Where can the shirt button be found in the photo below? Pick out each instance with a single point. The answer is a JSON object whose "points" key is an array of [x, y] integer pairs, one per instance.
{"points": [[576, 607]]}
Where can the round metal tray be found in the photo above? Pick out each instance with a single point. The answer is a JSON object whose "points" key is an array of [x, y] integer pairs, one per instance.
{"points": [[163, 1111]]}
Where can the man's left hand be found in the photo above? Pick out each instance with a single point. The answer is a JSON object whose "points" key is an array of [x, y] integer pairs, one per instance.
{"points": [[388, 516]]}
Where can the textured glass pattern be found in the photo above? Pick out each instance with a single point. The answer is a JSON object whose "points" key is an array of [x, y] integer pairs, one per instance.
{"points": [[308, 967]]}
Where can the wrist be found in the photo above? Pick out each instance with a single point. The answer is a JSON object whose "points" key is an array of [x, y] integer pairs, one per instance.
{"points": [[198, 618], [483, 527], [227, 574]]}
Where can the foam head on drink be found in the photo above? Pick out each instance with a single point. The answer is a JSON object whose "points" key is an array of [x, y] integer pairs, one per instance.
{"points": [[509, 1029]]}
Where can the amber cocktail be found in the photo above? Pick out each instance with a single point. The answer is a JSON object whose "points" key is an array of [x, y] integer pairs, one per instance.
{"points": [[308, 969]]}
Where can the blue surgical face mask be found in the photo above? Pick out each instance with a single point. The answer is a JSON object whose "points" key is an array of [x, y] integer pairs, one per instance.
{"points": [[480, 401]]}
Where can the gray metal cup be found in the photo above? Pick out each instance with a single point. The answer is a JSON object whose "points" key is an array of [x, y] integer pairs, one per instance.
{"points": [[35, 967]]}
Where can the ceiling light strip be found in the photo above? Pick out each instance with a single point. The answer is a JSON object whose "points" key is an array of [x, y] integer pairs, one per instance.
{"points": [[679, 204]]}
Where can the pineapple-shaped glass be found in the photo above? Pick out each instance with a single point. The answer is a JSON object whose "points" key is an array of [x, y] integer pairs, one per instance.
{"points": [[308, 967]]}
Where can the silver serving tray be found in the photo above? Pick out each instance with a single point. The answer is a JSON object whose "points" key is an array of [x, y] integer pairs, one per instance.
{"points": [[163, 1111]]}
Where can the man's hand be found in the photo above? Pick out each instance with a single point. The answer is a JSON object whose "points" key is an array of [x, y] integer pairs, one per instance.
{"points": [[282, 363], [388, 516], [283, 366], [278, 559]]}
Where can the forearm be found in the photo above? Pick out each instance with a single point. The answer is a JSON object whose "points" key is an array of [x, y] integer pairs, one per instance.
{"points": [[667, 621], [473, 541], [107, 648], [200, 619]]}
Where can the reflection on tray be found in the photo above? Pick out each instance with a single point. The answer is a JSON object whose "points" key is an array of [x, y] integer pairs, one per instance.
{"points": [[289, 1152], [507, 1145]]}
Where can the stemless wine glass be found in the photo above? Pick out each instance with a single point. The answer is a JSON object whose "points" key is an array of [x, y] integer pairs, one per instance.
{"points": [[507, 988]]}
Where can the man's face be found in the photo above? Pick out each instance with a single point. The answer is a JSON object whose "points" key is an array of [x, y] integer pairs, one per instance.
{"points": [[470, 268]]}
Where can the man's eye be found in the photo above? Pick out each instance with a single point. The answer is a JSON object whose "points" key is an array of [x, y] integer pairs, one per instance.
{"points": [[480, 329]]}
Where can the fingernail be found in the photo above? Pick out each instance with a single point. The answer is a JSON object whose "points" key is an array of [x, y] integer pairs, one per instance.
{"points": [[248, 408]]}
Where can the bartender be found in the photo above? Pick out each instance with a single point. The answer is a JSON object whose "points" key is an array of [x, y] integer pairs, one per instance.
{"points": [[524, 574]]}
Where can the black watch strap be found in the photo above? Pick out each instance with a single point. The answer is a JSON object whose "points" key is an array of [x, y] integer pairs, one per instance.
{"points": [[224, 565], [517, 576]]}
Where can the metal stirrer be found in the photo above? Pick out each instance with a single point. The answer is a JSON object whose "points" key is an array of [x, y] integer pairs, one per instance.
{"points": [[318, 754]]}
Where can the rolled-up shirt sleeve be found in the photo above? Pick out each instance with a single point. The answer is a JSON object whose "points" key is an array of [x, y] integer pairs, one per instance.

> [YOUR TASK]
Each entry is to be retyped precisely as it stands.

> [EXERCISE SOLUTION]
Where can the shirt button be found in the photo below? Pick out each instance with a single point. The answer is a JSON object whose "points" key is an array of [x, y] integer pairs, one per instance.
{"points": [[576, 607]]}
Where can the round metal tray be found in the photo above? Pick out each instance with a single point. The answer is a JSON object whose "points" key is an array of [x, y] integer pairs, one per instance.
{"points": [[163, 1111]]}
Where can the man's left hand be found in the photo above? Pick out each instance with a single point. The answer is a JSON object whose "points" key is an array of [x, y] integer pairs, one per instance.
{"points": [[388, 516]]}
Where can the textured glass pattern be found in the photo above? Pick out each instance with a single point. The answer is a JSON object whose "points" key is an array of [x, y] integer pairs, one per instance.
{"points": [[308, 967]]}
Where can the wrist be found in the photo above? Pick out each instance with a single point. The answer is a JSON object whose "points" key is an array of [x, y] integer pairs, one per instance.
{"points": [[198, 618], [483, 527], [227, 574]]}
Where can the foam head on drink be found in the photo above? Pick out each instance with a single point. The answer is a JSON object whose "points" key is an array of [x, y] integer pairs, one per instance.
{"points": [[509, 1029]]}
Where can the amber cocktail be found in the photo above? Pick out each instance with a single point. The answer is a JSON object whose "points" key is an array of [x, y] integer pairs, one per instance.
{"points": [[308, 969]]}
Where can the blue surgical face mask be found in the photo above? Pick out each instance with a single point. The answer is a JSON object whose "points" key is an array of [x, y] integer pairs, one per instance.
{"points": [[480, 401]]}
Where can the gray metal cup be found in the photo above? Pick out each instance with a single point. The answer is a JSON object whose "points" key is an array of [x, y] integer pairs, one per instance.
{"points": [[35, 967]]}
Where can the ceiling light strip be found in the photo above? Pick out each instance with a single point. The answer is a JSON object whose "points" key is an array of [x, y] integer pairs, one per instance.
{"points": [[679, 204]]}
Where can the pineapple-shaped glass be found in the photo above? Pick out each instance with a single point. The answer is a JSON object whose "points" key is an array of [x, y] integer pairs, one per instance.
{"points": [[308, 967]]}
Where can the silver serving tray be found in the photo above? Pick out each instance with a single point. The answer is a JSON object whose "points" key is an array of [x, y] integer pairs, one per instance.
{"points": [[163, 1111]]}
Where can the man's hand be found in the photo above? Pick out each instance with a single point. The answer is a JSON object whose "points" key is an array of [x, y] integer pairs, one per instance.
{"points": [[282, 363], [388, 516], [283, 366], [278, 559]]}
Where can the forearm be found in the photo above? Pick out each instance with a single point. The answer is a JSON object whose "points" key is an array of [x, y] integer pairs, one per instance.
{"points": [[667, 621], [473, 541], [107, 648], [200, 619]]}
Where can the reflection on tray be found in the photo above? Pick out each instance with a single point. The answer is a JSON object whose "points" key is an array of [x, y] integer pairs, one per instance.
{"points": [[289, 1152], [507, 1145]]}
Where can the stemless wine glass be found in the photo above? Pick out each instance with a single point. The answer is a JSON object whose "points" key is an array of [x, y] integer pairs, one per instance.
{"points": [[507, 988]]}
Where can the man's face be found in the photo above? Pick out each instance with a single point. The answer is a JSON object whose "points" key is an array of [x, y] integer pairs, one per instance.
{"points": [[470, 268]]}
Where can the man's eye be found in the photo above? Pick out each instance with a single point. The answer is a JSON object whose "points" key is an array of [x, y] integer pairs, one per instance.
{"points": [[480, 329]]}
Where can the fingernail be found in the photo above? Pick out each instance with a single point. The answer is a JSON object whose "points" key is an array of [x, y] integer pairs, one per instance.
{"points": [[248, 408]]}
Where can the bartender be found in the photo above? Pick out each instance with a single point. The answer is a JSON object whose "points" key is an array of [x, y] integer pairs, one per instance.
{"points": [[524, 574]]}
Where can the black watch strap be found in the photo above? Pick out each instance with a single point. The answer is a JSON object whose "points" key is an array of [x, y] integer pairs, one per instance.
{"points": [[224, 565], [517, 576]]}
Where can the metal stirrer be found in the photo above? Pick out each instance with a single point. The answer is a JSON object whose "points" key is an array of [x, y] integer pairs, one per instance.
{"points": [[318, 754]]}
Where can the rolled-up shirt sleeve be found in the photo above? Pick out each instance with a single point. The answer is a JSON object whose "points" key is an array of [x, y] integer pairs, one per instance.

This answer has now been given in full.